- _PASSAGE PROVIDED_
• • • • •
Oppenheimer chief investment strategist John Stoltzfus is in rarified air on Wall Street entering the New Year.
The long-term market forecaster now sports the most bullish price target on the S&P 500 amongst his peers, eclipsing the always optimistic Brian Belski at BMO Capital Markets. Stoltzfus — who has spent 38 plus years on the Street — sees the S&P 500 climbing 14% to 5,330 by the end of 2022. Belski forecasts S&P 500 5,300.
Through Wednesday, the S&P 500 is up 24% year-to-date.
“We expect a certain element of slowing in segments of the economy shuttered or partially shuttered [because of the pandemic]. But we have technology and science that brought us to the dance, and they will take us out of the dance when it comes to the normal,” Stoltzfus explained on Yahoo Finance Live on his upbeat call for stocks.
Stoltzfus believes that despite the ongoing threat of the pandemic, a still supportive Federal Reserve and resilient companies will help drive strong earnings next year. In turn, that will help power stock prices, says Stoltzfus.
• • • • •
- _DATA SUPPLIED_
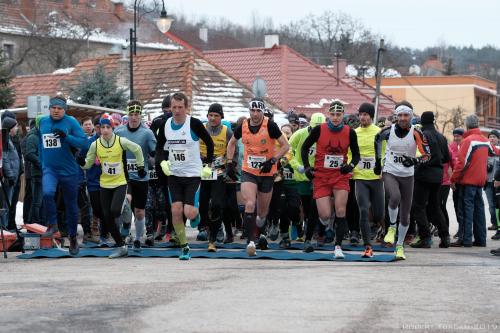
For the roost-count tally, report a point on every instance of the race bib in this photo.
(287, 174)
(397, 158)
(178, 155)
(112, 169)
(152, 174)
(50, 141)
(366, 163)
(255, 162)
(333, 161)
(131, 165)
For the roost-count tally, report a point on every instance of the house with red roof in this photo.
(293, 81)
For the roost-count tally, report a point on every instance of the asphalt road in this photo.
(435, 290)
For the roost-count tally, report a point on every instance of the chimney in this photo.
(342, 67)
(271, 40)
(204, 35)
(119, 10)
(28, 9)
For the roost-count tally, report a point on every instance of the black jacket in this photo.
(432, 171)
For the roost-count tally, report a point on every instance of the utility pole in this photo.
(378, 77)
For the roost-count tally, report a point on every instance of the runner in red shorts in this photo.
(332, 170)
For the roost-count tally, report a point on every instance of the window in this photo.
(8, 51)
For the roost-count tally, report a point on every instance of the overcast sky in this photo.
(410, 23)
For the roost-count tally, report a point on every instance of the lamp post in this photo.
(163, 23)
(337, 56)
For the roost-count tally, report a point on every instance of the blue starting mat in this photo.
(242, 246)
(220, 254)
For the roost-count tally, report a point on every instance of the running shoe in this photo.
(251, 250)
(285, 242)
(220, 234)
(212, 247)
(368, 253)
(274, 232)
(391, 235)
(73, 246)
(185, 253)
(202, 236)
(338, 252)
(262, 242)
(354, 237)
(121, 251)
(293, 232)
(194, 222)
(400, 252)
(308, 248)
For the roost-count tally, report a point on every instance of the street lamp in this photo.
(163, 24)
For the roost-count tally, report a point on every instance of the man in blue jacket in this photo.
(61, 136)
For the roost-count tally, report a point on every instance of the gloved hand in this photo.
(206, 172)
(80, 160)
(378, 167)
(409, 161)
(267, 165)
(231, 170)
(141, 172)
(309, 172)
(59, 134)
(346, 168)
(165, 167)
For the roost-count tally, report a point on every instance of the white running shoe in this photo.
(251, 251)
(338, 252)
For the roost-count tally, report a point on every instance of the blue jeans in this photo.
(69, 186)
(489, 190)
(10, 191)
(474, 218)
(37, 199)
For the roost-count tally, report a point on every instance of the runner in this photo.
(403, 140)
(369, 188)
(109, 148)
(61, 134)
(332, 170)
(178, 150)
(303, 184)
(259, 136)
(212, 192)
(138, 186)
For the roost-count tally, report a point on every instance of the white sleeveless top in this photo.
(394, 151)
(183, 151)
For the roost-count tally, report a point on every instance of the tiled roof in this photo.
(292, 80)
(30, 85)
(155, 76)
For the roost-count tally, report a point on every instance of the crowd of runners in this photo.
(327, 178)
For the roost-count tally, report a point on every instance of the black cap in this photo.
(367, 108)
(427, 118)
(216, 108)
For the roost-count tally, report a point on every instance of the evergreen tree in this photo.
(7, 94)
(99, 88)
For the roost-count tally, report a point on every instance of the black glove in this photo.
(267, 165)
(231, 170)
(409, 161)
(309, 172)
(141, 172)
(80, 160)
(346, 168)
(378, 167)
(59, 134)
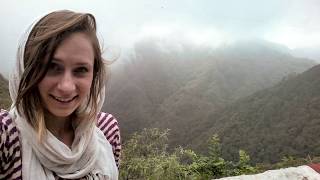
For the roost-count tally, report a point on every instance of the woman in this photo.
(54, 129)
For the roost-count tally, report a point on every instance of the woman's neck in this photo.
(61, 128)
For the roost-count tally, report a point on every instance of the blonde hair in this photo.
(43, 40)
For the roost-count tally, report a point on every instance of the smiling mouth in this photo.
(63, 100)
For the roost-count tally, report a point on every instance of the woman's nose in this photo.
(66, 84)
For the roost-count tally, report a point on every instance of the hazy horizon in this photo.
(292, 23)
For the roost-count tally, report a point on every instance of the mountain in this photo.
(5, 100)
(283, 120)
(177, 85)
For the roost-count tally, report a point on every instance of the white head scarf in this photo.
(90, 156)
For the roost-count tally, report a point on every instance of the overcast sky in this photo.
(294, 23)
• • • • •
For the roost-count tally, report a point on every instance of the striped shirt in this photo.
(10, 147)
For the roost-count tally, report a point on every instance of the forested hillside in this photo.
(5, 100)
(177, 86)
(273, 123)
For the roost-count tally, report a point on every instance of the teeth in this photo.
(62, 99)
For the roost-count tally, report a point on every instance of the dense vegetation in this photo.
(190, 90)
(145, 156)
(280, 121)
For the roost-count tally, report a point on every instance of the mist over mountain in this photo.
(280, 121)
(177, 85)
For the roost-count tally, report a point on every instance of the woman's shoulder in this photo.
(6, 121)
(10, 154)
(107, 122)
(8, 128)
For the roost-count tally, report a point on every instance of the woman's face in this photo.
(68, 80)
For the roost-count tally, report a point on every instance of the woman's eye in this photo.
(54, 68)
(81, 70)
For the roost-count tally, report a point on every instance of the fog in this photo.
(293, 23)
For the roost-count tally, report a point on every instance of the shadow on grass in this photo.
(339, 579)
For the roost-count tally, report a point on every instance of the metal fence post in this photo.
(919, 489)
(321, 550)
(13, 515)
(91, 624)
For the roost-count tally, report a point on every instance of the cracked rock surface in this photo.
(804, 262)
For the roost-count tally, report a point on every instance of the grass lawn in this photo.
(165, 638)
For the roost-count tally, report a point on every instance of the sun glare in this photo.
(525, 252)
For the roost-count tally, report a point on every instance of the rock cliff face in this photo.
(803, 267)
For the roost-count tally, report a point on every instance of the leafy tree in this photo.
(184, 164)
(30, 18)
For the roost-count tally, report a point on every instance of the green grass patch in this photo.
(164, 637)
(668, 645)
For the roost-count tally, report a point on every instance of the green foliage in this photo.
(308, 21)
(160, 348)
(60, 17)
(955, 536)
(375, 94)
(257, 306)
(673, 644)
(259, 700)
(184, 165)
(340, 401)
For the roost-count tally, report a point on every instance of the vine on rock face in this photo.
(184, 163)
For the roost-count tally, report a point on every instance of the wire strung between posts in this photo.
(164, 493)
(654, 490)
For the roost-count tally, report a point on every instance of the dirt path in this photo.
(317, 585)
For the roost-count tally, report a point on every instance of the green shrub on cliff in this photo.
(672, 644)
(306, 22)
• • • • •
- _WORK INSTRUCTION 1_
In the Stoltzfus forecast passage, why does Stoltzfus expect stock prices to climb next year? Answer in one to three sentences.
- _WORK INSTRUCTION 2_
Return the part of the Stoltzfus forecast passage that begins at the words "Oppenheimer chief investment" and stops after "S&P 500 5,300.", copied character for character.

- _ANSWER BOX 1_
Stoltzfus believes a still supportive Federal Reserve and resilient companies will drive strong earnings next year, despite the ongoing threat of the pandemic. Those earnings, he says, will in turn help power stock prices.

- _ANSWER BOX 2_
Oppenheimer chief investment strategist John Stoltzfus is in rarified air on Wall Street entering the New Year.
The long-term market forecaster now sports the most bullish price target on the S&P 500 amongst his peers, eclipsing the always optimistic Brian Belski at BMO Capital Markets. Stoltzfus — who has spent 38 plus years on the Street — sees the S&P 500 climbing 14% to 5,330 by the end of 2022. Belski forecasts S&P 500 5,300.